Pozycje do oznaczania granic na obrazach
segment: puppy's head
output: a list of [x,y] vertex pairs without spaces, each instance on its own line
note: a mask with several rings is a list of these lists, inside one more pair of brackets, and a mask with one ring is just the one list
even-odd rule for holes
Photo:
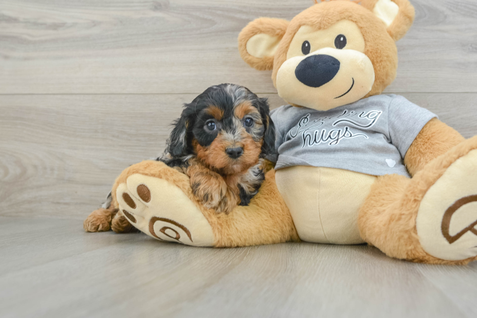
[[275,151],[275,127],[269,113],[266,99],[245,87],[209,87],[185,105],[167,150],[173,158],[195,155],[225,174],[243,171]]

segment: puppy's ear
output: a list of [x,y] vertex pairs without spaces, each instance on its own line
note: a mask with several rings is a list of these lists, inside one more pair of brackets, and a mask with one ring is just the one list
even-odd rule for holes
[[286,20],[269,18],[249,23],[238,35],[238,51],[243,60],[259,71],[273,69],[275,52],[288,23]]
[[361,5],[383,20],[387,33],[397,41],[407,32],[414,20],[414,7],[408,0],[363,0]]
[[187,112],[187,105],[184,105],[181,118],[174,122],[174,128],[167,141],[167,152],[173,159],[183,157],[187,154],[189,139],[192,128],[193,117]]
[[275,125],[270,118],[270,107],[267,98],[258,98],[258,111],[262,116],[265,127],[262,154],[269,155],[275,153]]

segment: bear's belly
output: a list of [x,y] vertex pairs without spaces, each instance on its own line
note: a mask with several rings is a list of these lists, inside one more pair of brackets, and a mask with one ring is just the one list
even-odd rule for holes
[[302,241],[364,243],[358,213],[376,177],[333,168],[297,166],[276,171],[278,191]]

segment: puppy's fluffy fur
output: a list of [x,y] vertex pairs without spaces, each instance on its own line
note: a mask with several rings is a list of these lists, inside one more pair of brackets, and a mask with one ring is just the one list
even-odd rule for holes
[[[264,179],[264,159],[275,150],[275,130],[266,98],[231,84],[212,86],[184,105],[156,160],[187,174],[196,196],[207,208],[228,213],[248,205]],[[89,232],[128,232],[132,226],[111,204],[85,221]]]

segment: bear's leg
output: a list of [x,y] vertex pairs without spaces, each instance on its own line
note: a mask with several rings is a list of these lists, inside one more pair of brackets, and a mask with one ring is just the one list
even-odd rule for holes
[[134,226],[162,241],[234,247],[298,240],[274,170],[248,206],[229,213],[205,208],[194,196],[189,178],[160,162],[143,161],[125,169],[112,193],[113,202]]
[[477,137],[433,160],[412,179],[379,177],[360,209],[362,238],[417,262],[477,259]]

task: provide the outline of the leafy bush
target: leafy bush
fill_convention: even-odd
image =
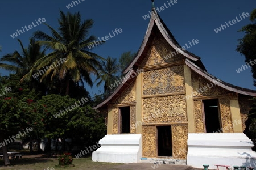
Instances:
[[[64,166],[71,165],[73,162],[73,158],[70,153],[64,153],[59,156],[59,165]]]

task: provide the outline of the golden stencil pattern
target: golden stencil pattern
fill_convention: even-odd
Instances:
[[[135,105],[132,105],[130,107],[130,133],[135,134],[136,128],[135,125],[136,123],[136,108]]]
[[[113,108],[113,134],[118,134],[118,108],[117,107]]]
[[[188,128],[187,125],[172,125],[172,153],[175,158],[186,158]]]
[[[193,94],[194,97],[223,95],[230,92],[216,85],[217,83],[211,82],[192,70],[191,79],[193,90],[195,92]]]
[[[204,133],[204,119],[202,110],[202,100],[195,100],[194,114],[196,125],[196,133]]]
[[[156,131],[155,126],[142,126],[142,156],[156,156]]]
[[[163,94],[185,90],[183,66],[143,73],[143,95]]]
[[[154,42],[148,53],[145,66],[155,66],[180,61],[184,58],[182,54],[177,52],[170,45],[162,35],[159,35]]]
[[[218,99],[220,107],[223,132],[233,132],[231,118],[230,102],[229,97]]]
[[[244,131],[245,129],[245,121],[248,118],[248,113],[253,103],[252,100],[249,100],[251,98],[251,97],[250,97],[240,96],[238,98],[239,107],[240,109],[240,115],[241,119],[242,120],[243,131]]]
[[[187,121],[185,95],[145,98],[143,123],[180,122]]]
[[[114,101],[113,104],[123,104],[135,102],[135,86],[134,81],[130,86],[117,99]]]

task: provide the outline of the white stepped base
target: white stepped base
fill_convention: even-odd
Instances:
[[[229,166],[256,166],[256,152],[251,150],[253,142],[242,133],[189,133],[188,165],[209,169],[214,164]]]
[[[100,148],[93,152],[92,160],[110,163],[137,163],[142,156],[141,134],[106,135]]]
[[[178,159],[172,158],[147,158],[145,160],[142,160],[141,163],[153,163],[154,162],[158,162],[159,163],[162,163],[163,161],[166,162],[166,164],[168,164],[168,162],[174,162],[174,164],[170,164],[172,165],[187,165],[187,160],[185,159]]]

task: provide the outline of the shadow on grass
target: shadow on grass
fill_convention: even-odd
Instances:
[[[9,166],[35,164],[36,163],[46,163],[47,162],[53,162],[53,160],[50,158],[22,158],[18,160],[10,160],[10,163],[11,164]],[[4,164],[4,161],[2,160],[0,160],[0,168],[5,167]]]

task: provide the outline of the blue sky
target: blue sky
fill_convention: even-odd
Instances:
[[[0,56],[20,51],[17,38],[25,46],[33,32],[40,29],[49,33],[47,27],[39,24],[13,39],[10,35],[31,24],[39,18],[44,18],[46,23],[56,29],[59,10],[64,12],[80,11],[83,19],[92,19],[94,26],[90,34],[97,37],[105,36],[115,28],[122,32],[106,41],[104,45],[95,48],[93,52],[106,58],[108,56],[119,58],[124,52],[137,52],[143,39],[149,19],[143,16],[151,11],[150,0],[144,1],[84,1],[70,9],[66,7],[72,1],[1,0],[0,2]],[[156,7],[168,6],[169,0],[155,0]],[[230,2],[232,2],[232,3]],[[170,3],[171,4],[171,3]],[[250,12],[256,7],[255,0],[241,1],[180,1],[168,8],[158,12],[167,27],[181,46],[188,41],[198,39],[199,43],[188,49],[200,57],[208,71],[220,79],[241,87],[256,90],[253,86],[251,73],[245,69],[237,73],[236,70],[245,65],[245,58],[236,48],[238,39],[243,33],[237,31],[250,23],[249,18],[216,33],[214,29],[225,24],[225,22],[240,19],[242,12]],[[0,70],[1,75],[9,72]],[[103,91],[102,86],[90,88],[85,86],[90,94]]]

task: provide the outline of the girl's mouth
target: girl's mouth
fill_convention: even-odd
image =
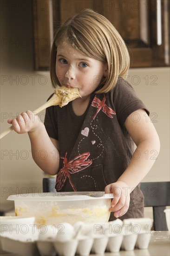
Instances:
[[[70,84],[65,84],[64,85],[65,85],[65,86],[67,88],[74,88],[74,87],[73,87]]]

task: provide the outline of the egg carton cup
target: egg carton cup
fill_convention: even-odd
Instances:
[[[53,242],[54,248],[59,256],[74,256],[78,245],[77,239],[72,239],[66,242],[55,241]]]
[[[76,255],[80,256],[88,256],[93,244],[94,238],[88,236],[82,236],[78,238]]]
[[[147,249],[150,230],[146,230],[146,225],[151,226],[152,221],[148,218],[129,219],[123,222],[117,219],[98,224],[96,230],[98,232],[94,232],[96,224],[82,224],[79,222],[72,226],[72,229],[65,223],[65,229],[69,230],[70,233],[63,239],[61,234],[60,236],[58,233],[52,235],[49,232],[45,236],[35,234],[33,238],[31,236],[30,239],[32,241],[29,241],[27,235],[25,236],[26,241],[24,241],[25,236],[22,236],[21,239],[20,236],[14,237],[7,232],[1,235],[2,249],[25,256],[54,256],[56,253],[59,256],[88,256],[91,253],[103,255],[105,251],[114,253],[120,250],[133,250],[135,248]],[[111,230],[111,232],[107,232]]]

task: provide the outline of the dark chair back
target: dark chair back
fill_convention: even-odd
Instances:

> _CO ZROBIĆ_
Zbierz z listy powyżej wszystkie wiersze zawierające słowo „segment” i przepisz je jeden pod drugim.

> _ODPOWIEDŹ PISEMNA_
segment: puppy's head
segment: puppy's ear
segment: bear's belly
segment: puppy's fluffy fur
segment: bear's leg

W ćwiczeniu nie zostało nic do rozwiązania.